- WHAT YOU SHOULD DO
Find the lines of the listing that contain the string "cloud", and return them.

▼

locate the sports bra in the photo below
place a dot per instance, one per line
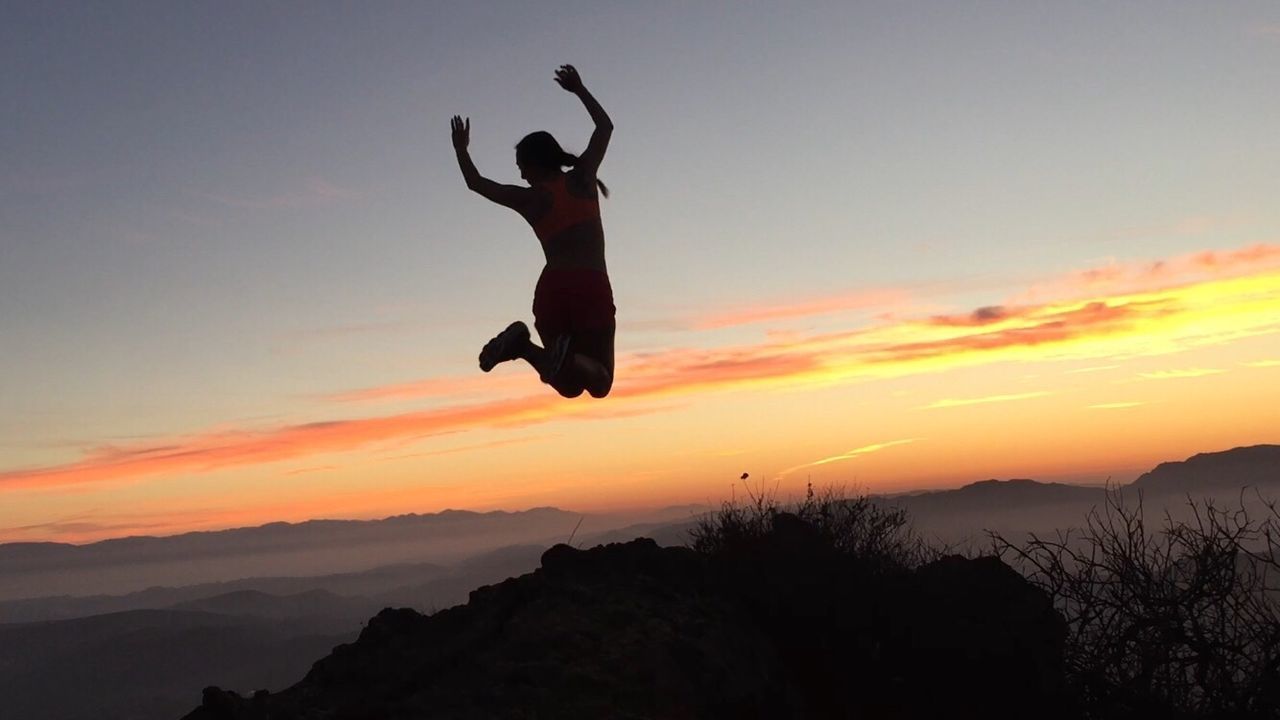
(566, 210)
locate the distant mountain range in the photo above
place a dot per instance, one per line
(147, 654)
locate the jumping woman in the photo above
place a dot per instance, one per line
(574, 310)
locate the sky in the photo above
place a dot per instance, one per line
(883, 246)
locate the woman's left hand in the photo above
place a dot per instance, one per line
(461, 132)
(568, 78)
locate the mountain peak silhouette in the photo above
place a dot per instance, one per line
(789, 629)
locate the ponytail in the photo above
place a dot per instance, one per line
(539, 149)
(570, 160)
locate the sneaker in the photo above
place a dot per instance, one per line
(504, 346)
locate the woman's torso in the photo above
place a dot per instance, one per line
(567, 223)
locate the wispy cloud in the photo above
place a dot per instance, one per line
(1129, 277)
(883, 297)
(1093, 369)
(849, 455)
(1106, 327)
(961, 402)
(1179, 374)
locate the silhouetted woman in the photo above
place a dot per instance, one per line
(574, 302)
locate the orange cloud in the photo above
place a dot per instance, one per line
(961, 402)
(1115, 405)
(1215, 310)
(1176, 374)
(1160, 274)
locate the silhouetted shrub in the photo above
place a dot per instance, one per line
(877, 536)
(1183, 621)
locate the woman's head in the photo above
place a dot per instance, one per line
(539, 151)
(539, 155)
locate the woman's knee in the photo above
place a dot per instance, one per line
(602, 390)
(567, 390)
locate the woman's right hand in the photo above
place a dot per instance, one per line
(568, 78)
(461, 132)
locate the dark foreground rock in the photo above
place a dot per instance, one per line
(786, 629)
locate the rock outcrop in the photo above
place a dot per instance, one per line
(787, 628)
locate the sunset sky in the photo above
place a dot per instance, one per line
(888, 246)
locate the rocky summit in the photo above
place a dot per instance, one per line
(785, 628)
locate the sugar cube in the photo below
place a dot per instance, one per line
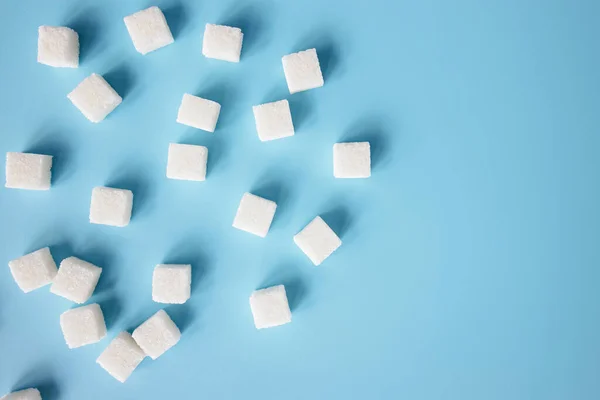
(273, 120)
(58, 46)
(76, 280)
(171, 283)
(317, 240)
(95, 98)
(270, 307)
(111, 206)
(33, 270)
(198, 113)
(255, 214)
(157, 334)
(302, 71)
(187, 162)
(83, 325)
(222, 42)
(28, 171)
(148, 29)
(121, 357)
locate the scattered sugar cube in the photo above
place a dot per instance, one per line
(121, 357)
(352, 160)
(273, 120)
(302, 71)
(171, 283)
(317, 240)
(83, 325)
(222, 42)
(33, 270)
(28, 171)
(95, 98)
(270, 307)
(149, 30)
(157, 335)
(198, 113)
(187, 162)
(111, 206)
(58, 46)
(255, 215)
(76, 280)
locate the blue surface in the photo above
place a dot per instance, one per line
(470, 263)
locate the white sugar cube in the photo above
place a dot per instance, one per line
(76, 280)
(270, 307)
(28, 171)
(302, 71)
(95, 98)
(171, 283)
(317, 240)
(157, 334)
(273, 120)
(198, 113)
(352, 160)
(83, 325)
(58, 46)
(121, 357)
(149, 30)
(111, 206)
(34, 270)
(187, 162)
(222, 42)
(254, 215)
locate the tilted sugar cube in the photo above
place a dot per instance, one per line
(121, 357)
(255, 214)
(270, 307)
(83, 325)
(33, 270)
(317, 240)
(171, 283)
(76, 280)
(273, 120)
(95, 98)
(111, 206)
(222, 42)
(187, 162)
(302, 71)
(157, 334)
(58, 46)
(148, 29)
(28, 171)
(352, 160)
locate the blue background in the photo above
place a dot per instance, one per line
(470, 263)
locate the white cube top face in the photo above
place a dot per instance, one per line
(157, 335)
(111, 206)
(302, 71)
(254, 215)
(270, 307)
(149, 30)
(76, 280)
(95, 98)
(28, 171)
(187, 162)
(34, 270)
(222, 42)
(352, 160)
(273, 120)
(121, 357)
(317, 240)
(58, 46)
(172, 283)
(198, 113)
(83, 325)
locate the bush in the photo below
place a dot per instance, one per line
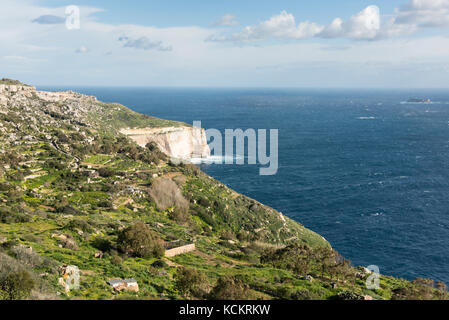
(13, 215)
(159, 264)
(166, 194)
(140, 241)
(230, 288)
(106, 172)
(16, 286)
(191, 281)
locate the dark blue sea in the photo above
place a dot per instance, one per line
(369, 173)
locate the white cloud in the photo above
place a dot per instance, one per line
(228, 20)
(144, 43)
(363, 25)
(194, 62)
(424, 13)
(82, 49)
(281, 26)
(49, 19)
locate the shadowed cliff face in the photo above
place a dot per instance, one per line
(177, 142)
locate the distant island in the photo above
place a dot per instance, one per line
(92, 207)
(416, 100)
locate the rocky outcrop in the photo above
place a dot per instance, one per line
(177, 142)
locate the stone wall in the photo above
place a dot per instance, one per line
(176, 142)
(180, 250)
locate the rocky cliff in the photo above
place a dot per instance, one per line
(177, 142)
(174, 139)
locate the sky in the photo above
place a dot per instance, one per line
(178, 43)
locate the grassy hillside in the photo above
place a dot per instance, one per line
(73, 191)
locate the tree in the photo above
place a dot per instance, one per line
(191, 281)
(140, 241)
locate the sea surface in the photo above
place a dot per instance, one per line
(361, 167)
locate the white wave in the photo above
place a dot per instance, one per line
(366, 118)
(214, 159)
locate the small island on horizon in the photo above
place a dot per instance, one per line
(81, 200)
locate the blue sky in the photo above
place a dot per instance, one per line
(321, 43)
(203, 12)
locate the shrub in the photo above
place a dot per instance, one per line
(13, 215)
(116, 260)
(16, 286)
(140, 241)
(78, 224)
(106, 172)
(191, 281)
(180, 216)
(166, 193)
(230, 288)
(159, 264)
(294, 257)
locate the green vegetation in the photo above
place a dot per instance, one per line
(10, 82)
(74, 191)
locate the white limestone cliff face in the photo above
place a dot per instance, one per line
(22, 92)
(177, 142)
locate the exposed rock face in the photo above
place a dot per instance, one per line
(181, 142)
(177, 142)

▲

- RESPONSE FOR THIS EXERCISE
locate the wispy cloud in the photo above
locate the orange cloud in the photo above
locate the white cloud in the photo above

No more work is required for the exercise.